### RECORDS FOR THE EXERCISE
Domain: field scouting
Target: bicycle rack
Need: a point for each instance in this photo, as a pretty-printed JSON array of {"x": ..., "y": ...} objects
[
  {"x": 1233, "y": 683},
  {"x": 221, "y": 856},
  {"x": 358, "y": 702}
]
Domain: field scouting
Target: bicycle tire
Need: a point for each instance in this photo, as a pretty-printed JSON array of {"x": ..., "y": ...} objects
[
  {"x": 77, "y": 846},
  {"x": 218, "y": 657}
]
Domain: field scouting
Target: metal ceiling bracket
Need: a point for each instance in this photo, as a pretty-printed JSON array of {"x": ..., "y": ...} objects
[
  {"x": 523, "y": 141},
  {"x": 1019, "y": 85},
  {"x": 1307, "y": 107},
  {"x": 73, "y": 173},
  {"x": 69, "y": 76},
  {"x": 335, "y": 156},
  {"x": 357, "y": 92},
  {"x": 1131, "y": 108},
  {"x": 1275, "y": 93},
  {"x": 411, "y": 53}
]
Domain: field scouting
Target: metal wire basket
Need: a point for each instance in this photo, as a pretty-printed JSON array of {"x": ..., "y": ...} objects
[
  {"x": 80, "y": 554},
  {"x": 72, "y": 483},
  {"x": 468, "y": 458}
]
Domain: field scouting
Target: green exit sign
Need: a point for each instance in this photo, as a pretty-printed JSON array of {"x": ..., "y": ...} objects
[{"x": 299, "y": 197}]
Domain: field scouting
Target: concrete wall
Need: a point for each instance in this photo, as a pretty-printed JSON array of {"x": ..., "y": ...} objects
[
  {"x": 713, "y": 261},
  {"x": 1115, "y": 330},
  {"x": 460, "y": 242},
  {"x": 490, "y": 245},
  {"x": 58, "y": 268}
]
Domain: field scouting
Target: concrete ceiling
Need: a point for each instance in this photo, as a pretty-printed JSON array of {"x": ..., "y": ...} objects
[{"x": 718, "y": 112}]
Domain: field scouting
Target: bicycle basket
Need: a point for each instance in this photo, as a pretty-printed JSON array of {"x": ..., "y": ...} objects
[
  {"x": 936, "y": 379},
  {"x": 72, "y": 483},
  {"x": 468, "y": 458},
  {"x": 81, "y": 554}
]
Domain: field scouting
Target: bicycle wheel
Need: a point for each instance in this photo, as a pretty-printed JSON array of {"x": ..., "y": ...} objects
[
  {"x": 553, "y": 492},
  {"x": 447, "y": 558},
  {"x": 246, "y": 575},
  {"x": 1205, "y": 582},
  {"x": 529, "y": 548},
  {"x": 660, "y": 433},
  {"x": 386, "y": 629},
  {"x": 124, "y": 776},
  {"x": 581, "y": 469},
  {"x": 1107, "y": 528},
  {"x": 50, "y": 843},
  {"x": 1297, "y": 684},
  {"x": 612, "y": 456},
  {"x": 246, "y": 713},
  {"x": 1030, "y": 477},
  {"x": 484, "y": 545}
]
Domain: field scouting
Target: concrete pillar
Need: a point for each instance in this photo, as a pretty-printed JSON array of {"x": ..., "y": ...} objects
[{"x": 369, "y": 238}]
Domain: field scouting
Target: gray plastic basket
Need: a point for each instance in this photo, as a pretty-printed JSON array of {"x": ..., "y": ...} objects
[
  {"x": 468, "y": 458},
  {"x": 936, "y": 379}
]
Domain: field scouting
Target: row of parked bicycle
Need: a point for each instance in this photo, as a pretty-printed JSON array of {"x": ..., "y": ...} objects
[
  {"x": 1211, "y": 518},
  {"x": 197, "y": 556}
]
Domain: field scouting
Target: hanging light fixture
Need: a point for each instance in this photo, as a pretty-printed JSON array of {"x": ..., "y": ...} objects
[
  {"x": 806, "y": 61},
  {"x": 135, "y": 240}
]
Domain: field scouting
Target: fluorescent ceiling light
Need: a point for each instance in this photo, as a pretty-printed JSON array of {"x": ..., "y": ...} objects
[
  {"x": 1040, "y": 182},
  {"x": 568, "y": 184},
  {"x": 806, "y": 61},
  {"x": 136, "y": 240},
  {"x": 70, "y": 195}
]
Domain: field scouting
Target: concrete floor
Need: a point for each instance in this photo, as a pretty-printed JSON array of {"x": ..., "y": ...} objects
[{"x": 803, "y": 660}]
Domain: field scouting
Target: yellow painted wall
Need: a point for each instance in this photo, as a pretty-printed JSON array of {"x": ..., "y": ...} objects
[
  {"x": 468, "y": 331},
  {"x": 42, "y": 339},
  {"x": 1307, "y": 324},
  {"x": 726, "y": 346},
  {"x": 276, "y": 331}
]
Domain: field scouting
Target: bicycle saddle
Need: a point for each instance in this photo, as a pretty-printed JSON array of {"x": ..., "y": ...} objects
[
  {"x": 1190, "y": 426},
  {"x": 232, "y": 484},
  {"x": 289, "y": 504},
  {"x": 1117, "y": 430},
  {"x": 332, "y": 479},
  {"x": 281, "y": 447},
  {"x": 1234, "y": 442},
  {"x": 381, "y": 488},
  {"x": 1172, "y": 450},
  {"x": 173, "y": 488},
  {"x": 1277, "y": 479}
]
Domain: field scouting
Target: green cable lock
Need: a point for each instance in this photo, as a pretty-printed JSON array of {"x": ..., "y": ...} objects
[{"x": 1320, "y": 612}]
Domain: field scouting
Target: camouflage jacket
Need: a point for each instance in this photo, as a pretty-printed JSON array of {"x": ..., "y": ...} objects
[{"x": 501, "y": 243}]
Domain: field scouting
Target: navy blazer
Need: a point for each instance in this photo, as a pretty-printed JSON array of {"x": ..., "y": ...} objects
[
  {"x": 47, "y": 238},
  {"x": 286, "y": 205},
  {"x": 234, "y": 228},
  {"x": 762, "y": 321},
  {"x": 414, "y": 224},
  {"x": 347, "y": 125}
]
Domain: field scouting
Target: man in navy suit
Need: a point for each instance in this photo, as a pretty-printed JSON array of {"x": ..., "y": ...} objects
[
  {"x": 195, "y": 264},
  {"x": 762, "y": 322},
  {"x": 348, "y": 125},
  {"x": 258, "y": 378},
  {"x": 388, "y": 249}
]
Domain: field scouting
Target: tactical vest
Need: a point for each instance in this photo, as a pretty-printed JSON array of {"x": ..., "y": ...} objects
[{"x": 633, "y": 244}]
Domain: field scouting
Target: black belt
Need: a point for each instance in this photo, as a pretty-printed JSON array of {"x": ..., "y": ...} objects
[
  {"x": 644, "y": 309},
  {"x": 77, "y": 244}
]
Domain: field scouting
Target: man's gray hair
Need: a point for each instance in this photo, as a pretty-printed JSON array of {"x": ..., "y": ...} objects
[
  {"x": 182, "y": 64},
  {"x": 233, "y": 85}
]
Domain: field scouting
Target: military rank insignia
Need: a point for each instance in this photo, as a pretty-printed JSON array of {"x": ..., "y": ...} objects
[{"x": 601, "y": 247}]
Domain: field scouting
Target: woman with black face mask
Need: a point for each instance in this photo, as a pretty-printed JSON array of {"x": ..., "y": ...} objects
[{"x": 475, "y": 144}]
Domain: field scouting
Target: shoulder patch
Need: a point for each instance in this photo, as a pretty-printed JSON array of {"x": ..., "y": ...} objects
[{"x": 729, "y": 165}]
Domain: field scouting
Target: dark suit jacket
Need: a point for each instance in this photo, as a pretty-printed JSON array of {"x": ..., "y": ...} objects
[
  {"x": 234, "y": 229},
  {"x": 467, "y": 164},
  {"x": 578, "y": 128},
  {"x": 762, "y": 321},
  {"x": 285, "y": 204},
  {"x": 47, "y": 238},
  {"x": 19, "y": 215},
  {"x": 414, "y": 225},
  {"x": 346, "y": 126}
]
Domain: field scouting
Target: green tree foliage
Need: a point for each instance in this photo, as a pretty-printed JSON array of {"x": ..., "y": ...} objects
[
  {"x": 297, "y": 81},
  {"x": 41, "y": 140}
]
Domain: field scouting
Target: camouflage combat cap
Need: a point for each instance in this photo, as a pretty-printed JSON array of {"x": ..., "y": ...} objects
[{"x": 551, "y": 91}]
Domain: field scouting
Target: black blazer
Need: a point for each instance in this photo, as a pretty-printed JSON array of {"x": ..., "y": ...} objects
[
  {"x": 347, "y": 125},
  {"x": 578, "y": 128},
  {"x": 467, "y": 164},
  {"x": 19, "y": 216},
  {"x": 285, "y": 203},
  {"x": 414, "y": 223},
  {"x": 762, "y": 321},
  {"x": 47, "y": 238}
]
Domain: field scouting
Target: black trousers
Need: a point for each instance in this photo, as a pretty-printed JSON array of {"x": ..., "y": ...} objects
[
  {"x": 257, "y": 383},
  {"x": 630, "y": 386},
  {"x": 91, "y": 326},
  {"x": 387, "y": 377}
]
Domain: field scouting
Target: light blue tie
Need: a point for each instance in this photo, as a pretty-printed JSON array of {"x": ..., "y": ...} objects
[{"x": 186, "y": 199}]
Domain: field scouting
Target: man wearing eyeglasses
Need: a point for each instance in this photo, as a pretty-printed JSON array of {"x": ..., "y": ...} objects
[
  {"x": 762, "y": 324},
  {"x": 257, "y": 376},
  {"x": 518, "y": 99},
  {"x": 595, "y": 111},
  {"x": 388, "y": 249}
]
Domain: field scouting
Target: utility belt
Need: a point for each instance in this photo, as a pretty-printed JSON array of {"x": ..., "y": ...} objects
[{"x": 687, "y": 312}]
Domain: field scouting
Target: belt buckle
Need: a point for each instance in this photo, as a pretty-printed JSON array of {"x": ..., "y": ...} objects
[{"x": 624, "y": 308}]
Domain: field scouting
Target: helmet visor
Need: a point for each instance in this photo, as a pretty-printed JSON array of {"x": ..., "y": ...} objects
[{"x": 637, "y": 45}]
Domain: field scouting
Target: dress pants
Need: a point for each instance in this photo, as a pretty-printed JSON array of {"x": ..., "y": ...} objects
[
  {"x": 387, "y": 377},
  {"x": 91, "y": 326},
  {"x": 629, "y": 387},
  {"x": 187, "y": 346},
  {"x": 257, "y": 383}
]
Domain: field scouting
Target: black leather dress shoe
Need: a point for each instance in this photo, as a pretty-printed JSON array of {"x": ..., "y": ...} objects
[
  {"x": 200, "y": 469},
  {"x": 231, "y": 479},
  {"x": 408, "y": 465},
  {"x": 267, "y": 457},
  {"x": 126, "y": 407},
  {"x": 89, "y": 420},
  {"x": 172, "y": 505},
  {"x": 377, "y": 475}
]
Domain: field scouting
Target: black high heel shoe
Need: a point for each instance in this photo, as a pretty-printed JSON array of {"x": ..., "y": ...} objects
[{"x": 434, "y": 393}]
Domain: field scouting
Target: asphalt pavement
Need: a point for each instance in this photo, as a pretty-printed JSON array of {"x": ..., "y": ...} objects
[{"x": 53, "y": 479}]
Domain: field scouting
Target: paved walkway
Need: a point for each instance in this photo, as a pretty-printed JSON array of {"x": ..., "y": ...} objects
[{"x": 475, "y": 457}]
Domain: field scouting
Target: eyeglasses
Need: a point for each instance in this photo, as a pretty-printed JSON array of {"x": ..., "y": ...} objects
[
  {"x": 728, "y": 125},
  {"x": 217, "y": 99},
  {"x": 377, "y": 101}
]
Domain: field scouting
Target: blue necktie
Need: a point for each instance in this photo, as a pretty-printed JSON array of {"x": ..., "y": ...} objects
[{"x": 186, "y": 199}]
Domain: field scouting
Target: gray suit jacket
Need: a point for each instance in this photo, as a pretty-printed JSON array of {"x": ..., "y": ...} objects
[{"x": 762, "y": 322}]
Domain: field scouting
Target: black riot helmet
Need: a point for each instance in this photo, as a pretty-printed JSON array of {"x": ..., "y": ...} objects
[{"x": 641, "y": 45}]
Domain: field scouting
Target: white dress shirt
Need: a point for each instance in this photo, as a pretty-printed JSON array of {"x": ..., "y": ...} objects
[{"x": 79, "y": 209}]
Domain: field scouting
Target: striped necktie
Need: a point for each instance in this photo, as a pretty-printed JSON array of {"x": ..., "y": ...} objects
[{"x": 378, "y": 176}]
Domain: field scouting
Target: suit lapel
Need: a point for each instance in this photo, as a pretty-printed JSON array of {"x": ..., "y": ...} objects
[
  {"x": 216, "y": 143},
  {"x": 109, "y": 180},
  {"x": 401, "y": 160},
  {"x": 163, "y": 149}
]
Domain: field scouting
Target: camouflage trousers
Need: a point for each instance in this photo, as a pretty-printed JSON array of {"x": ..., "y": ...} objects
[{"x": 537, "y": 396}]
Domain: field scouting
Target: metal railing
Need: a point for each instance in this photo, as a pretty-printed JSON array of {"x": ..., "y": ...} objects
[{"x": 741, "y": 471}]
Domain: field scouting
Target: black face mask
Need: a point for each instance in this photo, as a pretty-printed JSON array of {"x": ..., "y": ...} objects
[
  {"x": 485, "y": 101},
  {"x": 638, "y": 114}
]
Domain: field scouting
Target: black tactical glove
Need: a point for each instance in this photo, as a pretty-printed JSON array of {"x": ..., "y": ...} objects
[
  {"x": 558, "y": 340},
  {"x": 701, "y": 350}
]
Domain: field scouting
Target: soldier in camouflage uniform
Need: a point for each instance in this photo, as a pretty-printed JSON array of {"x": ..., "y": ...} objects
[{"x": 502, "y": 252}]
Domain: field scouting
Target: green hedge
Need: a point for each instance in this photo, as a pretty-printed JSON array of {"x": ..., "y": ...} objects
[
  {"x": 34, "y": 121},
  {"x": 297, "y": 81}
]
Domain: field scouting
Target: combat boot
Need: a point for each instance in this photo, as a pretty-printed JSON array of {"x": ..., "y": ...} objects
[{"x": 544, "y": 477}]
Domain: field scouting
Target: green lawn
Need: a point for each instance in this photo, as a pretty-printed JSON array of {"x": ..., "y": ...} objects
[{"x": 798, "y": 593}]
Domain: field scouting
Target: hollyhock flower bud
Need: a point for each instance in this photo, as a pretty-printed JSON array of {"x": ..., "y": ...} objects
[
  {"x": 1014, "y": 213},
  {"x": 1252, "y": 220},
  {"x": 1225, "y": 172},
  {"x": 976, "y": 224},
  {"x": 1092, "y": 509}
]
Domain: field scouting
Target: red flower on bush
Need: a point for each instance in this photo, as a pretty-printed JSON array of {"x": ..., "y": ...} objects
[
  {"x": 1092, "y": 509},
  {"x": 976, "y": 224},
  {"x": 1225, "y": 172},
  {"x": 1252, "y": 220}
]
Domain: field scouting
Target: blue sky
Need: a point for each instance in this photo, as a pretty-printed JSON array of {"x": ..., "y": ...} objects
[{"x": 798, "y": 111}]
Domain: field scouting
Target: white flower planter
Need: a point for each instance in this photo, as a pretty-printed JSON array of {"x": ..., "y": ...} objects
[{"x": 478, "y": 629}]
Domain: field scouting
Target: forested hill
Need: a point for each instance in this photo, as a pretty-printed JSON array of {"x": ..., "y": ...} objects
######
▶ YOUR INSTRUCTIONS
How many lines of the records contain the word "bicycle"? Reply with the number alone.

▶ PROBLEM SOLUTION
6